Work request A
Set down, word for word, the part of the MELOS mission text that opens with the words containing "The MELOS mission" and closes with "in late 2020s.".
Work request B
Using the MELOS mission text, answer these questions:
(i) Which agency is listed as the operator?
(ii) What orbital period is given?
(iii) Near what feature would Lander B analyze soil?

Reading text
>>>

|Operator||Japan Aerospace Exploration Agency (JAXA)|
|Mission type||orbiter and up to 4 small landers|
|Launch date||Proposed for 2016 - 2020|
|Orbital period||12.33 hours (1/2 sol)|
MELOS (Mars Exploration with a Lander-Orbiter Synergy) is a proposed Japanese planetary exploration mission that would investigate the evolution of Martian atmosphere, the water and climate of Mars.
The mission's objective is to increase understanding on the composition of the interior and surface of Mars, as well as its atmosphere and surrounding space.
The MELOS mission would consist of an orbiter and up to 4 small landers; all elements would be launched together on the same rocket. The orbiter would study the atmosphere, its and interactions with the solar wind, and image the current weather. Each of the four stationary landers would be deployed on pre-determined landing sites and perform different measurements: 
- Orbiter — Meteorology
- Lander A — Surface
- Lander B — Astrobiology
This lander would analyse soil near a methane vent. The proposed method is to use fluorochrome dye and a microscope to stain and scan for proteins and cellular membranes. The target sensitivity would be 10 cells / 1 g of soil (compared to 104 cells / 1 g in Earth desert). It would also detect other organic biosignatures.
- Lander C — Interior
- Lander D — Sample return
Sample return in late 2020s.

<<<

Source material
>>>

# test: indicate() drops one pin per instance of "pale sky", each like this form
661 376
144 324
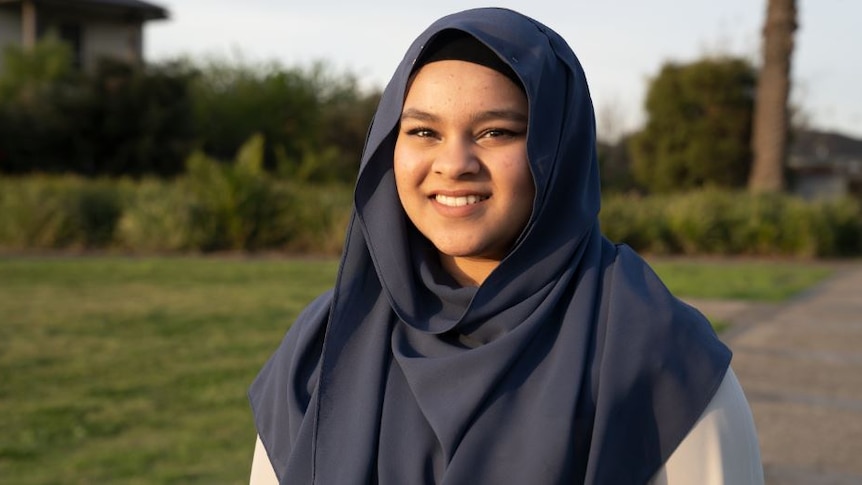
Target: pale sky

<<<

Exercise result A
The MELOS mission would consist of an orbiter and up to 4 small landers; all elements would be launched together on the same rocket. The orbiter would study the atmosphere, its and interactions with the solar wind, and image the current weather. Each of the four stationary landers would be deployed on pre-determined landing sites and perform different measurements: 
- Orbiter — Meteorology
- Lander A — Surface
- Lander B — Astrobiology
This lander would analyse soil near a methane vent. The proposed method is to use fluorochrome dye and a microscope to stain and scan for proteins and cellular membranes. The target sensitivity would be 10 cells / 1 g of soil (compared to 104 cells / 1 g in Earth desert). It would also detect other organic biosignatures.
- Lander C — Interior
- Lander D — Sample return
Sample return in late 2020s.

Exercise result B
(i) The Japan Aerospace Exploration Agency (JAXA)
(ii) 12.33 hours (1/2 sol)
(iii) A methane vent